During all my years as an interpreter, and specifically through my work as a court interpreter, I have learned that the common denominator among most police forces in the country seems to be their desire to save money on interpretation.  Apparently the fact that the investigation is jeopardized by using the services of unqualified or under-qualified linguists is not a concern.  Even in those towns where cases are systematically dismissed by the prosecution, or dismissed by the judges, because of violations to the rights of the defendant, or where indictments are based on faulty testimony, all due to a lack of communication between the English speaking authority and the non-English speaker defendant, victim, or witness,  because of poor interpretation, chiefs of police,  budget analysts, and city administrators are choosing the cheaper service provider over the sound and accurate legal investigation.

We all know that a dollar saved on a bad interpreter will translate on thousands of dollars spent on a new trial, an appeal process, or a brand new investigation.  Every time I have a chance, I talk to law enforcement administrators and try to explain how a real interpreter costs more, but at the same time she saves you money.  A $100.00 per hour interpreter will do her job correctly in two hours, while a mediocre $40.00 per hour individual will take longer, as he struggles to understand the language, comprehend the process, and communicate the concepts to both, police officer and non-English speaker.  After 8 long hours with a bad “interpreter”, the investigation moved very little, the legal process was violated several times, the cheap interpreter cost $320.00, and he has to come back the next day to finish the interview.  There were no savings.

ENTRIES SUPPLIED:
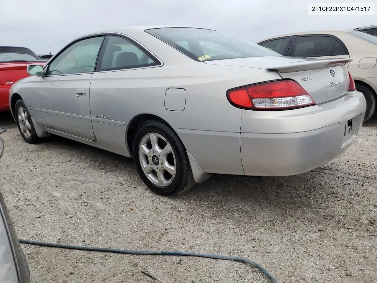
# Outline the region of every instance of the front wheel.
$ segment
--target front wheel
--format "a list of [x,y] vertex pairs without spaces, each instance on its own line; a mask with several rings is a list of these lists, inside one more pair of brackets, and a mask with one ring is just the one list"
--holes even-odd
[[195,184],[183,144],[163,123],[150,120],[142,124],[133,139],[132,153],[141,179],[159,195],[181,194]]
[[38,142],[40,139],[31,121],[30,113],[22,100],[20,99],[16,102],[14,113],[18,130],[25,141],[28,143]]
[[357,84],[356,85],[356,90],[362,93],[366,101],[366,111],[364,118],[364,122],[365,122],[370,119],[375,112],[376,105],[377,105],[376,97],[369,88],[362,85]]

COMPLETE THE FOLLOWING:
• 1. Answer these questions about the passage on police spending for interpreters.
(a) What does the passage say most police forces in the country seem to have in common?
(b) How many hours does the $100.00 per hour interpreter need to do the job correctly?
(c) After 8 hours, how much had the cheap interpreter cost?
• 2. According to the passage on police spending for interpreters, why does the $40.00 per hour individual take longer than the $100.00 per hour interpreter?
• 3. Repeat the part of the passage on police spending for interpreters that starts with "We all know" and goes on through "were no savings.".

ANSWERS TO EACH TASK:
• 1.
(a) Their desire to save money on interpretation.
(b) Two hours.
(c) $320.00.

• 2. The $40.00 per hour individual struggles to understand the language, to comprehend the process, and to communicate the concepts to both the police officer and the non-English speaker. Because of these struggles, he takes longer to do the work.

• 3.
We all know that a dollar saved on a bad interpreter will translate on thousands of dollars spent on a new trial, an appeal process, or a brand new investigation.  Every time I have a chance, I talk to law enforcement administrators and try to explain how a real interpreter costs more, but at the same time she saves you money.  A $100.00 per hour interpreter will do her job correctly in two hours, while a mediocre $40.00 per hour individual will take longer, as he struggles to understand the language, comprehend the process, and communicate the concepts to both, police officer and non-English speaker.  After 8 long hours with a bad “interpreter”, the investigation moved very little, the legal process was violated several times, the cheap interpreter cost $320.00, and he has to come back the next day to finish the interview.  There were no savings.